» **EJERCICIO BREVE 1**: Enumera todas las personas que aparecen nombradas en el extracto sobre la secularización en Francia.
» **EJERCICIO BREVE 2**: Según el extracto sobre la secularización en Francia, ¿por qué el fracaso de la estrategia de lobby electoral es estructural? Responde en una a tres oraciones.

» **EXTRACTO DEL DOCUMENTO**:
____________

El fracaso de la estrategia de lobby electoral es estructural. Ningún candidato que desee ser elegido puede comprometerse con esos “principios no negociables”, so pena de derrota. La sociedad francesa ha ratificado los nuevos valores que emergieron de la revolución antropológica de los años 60. La secularización venció, y esto es algo que Marine Le Pen ha entendido muy bien, pues pone la laicidad y no el cristianismo en el centro de la identidad francesa.

Los valores defendidos por la Manif pour Tous van en la línea de la encíclica Humanae Vitae (julio de 1968), que proclamaba un rechazo explícito a los nuevos valores del 68.

Demos un pequeño paso atrás. Hasta los años 60, los valores dominantes de las sociedades europeas eran valores cristianos secularizados. La Ilustración, de Descartes a Kant, no propuso otros valores sino otro fundamento (la Razón). Recordemos que Jules Ferry nunca opuso una moral laica a la cristiana. Escribió que solo había una moral, y que era tan evidente como la aritmética. La consecuencia es que, con el código napoleónico, el derecho francés, igual que los demás ordenamientos europeos, ratificó una antropología “cristiana”, respecto a la complementariedad hombre-mujer, la procreación, la familia, etc. En el siglo XIX, el único conflicto “moral” con la Iglesia fue el referido al derecho al divorcio, que en Francia se siguió fundamentando sobre la noción de “culpa” hasta 1975.

Los años 60 introducen un nuevo paradigma antropológico que, simplificando, pone en el centro la libertad del individuo que desea. Este principio es reconocido poco a poco por el derecho. La derecha liberal del presidente Giscard d’Estaing fue la encargada de preparar la revisión del código napoleónico. Tras el derecho al aborto, todo eso llevó lógicamente al matrimonio homosexual y a la procreación asistida, provocando una “reacción católica” (los protestantes europeos prefirieron “auto-secularizarse”). Todos los papas, desde Pablo VI a Francisco, llamaron a los gobernantes al orden. Benedicto XVI fue quien hizo la lista más detallada de los “principios no negociables”.

____________

» **INFORMACIÓN EXTRAÍDA**:
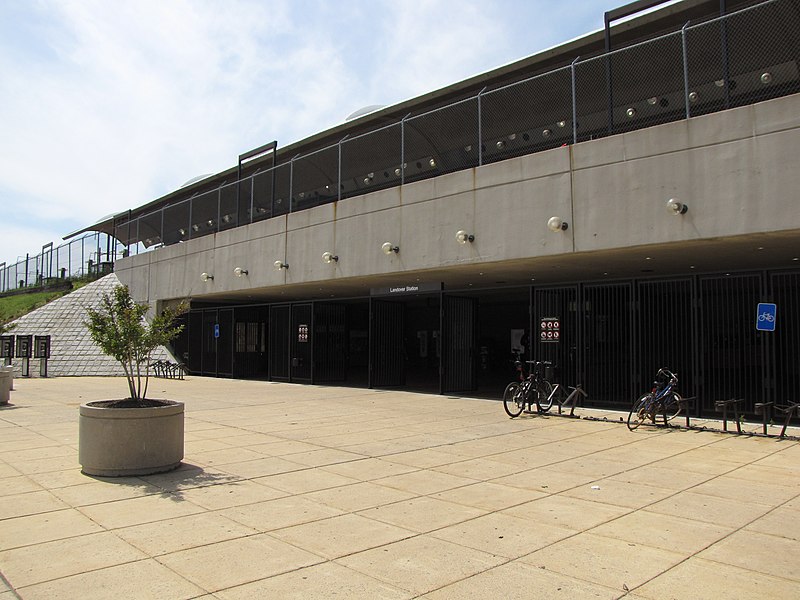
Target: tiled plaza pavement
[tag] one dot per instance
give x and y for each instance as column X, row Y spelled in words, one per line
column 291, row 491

____________

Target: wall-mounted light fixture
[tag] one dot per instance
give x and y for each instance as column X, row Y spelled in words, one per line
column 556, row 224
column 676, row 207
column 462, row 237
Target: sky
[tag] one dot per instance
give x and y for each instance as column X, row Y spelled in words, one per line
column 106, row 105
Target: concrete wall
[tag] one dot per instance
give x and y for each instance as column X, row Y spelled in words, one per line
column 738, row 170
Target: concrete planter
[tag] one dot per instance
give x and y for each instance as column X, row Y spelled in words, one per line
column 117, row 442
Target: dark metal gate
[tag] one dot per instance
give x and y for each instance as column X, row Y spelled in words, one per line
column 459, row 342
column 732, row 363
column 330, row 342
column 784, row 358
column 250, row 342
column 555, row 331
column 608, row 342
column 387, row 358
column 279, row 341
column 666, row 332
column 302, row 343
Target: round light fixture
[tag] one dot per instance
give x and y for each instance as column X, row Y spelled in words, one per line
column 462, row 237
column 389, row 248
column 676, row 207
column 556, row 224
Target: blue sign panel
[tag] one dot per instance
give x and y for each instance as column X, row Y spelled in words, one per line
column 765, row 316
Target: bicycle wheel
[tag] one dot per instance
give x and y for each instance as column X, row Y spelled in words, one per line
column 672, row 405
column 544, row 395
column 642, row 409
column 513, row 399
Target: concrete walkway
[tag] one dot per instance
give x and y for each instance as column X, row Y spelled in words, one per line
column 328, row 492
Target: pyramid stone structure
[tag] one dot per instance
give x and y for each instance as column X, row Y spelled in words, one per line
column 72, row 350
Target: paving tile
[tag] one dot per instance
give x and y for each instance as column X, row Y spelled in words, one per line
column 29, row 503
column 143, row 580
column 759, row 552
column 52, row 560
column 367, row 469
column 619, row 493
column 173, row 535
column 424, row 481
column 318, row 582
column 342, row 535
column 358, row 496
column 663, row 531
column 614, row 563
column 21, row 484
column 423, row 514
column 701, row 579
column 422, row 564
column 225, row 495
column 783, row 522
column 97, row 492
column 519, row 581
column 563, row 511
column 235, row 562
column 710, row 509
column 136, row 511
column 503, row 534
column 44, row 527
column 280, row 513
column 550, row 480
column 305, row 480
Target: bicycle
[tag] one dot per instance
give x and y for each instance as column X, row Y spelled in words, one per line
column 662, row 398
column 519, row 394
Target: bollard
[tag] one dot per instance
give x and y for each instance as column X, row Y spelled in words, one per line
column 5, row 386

____________

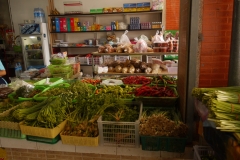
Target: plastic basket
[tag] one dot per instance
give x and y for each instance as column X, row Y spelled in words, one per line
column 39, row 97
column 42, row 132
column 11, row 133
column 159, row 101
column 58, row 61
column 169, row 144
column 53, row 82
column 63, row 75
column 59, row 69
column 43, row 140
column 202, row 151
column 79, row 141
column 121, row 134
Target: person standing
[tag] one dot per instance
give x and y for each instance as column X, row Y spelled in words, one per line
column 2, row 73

____________

» **RESPUESTA CORRECTA 1**: Marine Le Pen, Descartes, Kant, Jules Ferry, Giscard d'Estaing, Pablo VI, Francisco y Benedicto XVI.

» **RESPUESTA CORRECTA 2**: Porque ningún candidato que quiera ser elegido puede comprometerse con los "principios no negociables" sin arriesgarse a la derrota. La sociedad francesa ha ratificado los nuevos valores surgidos de la revolución antropológica de los años 60.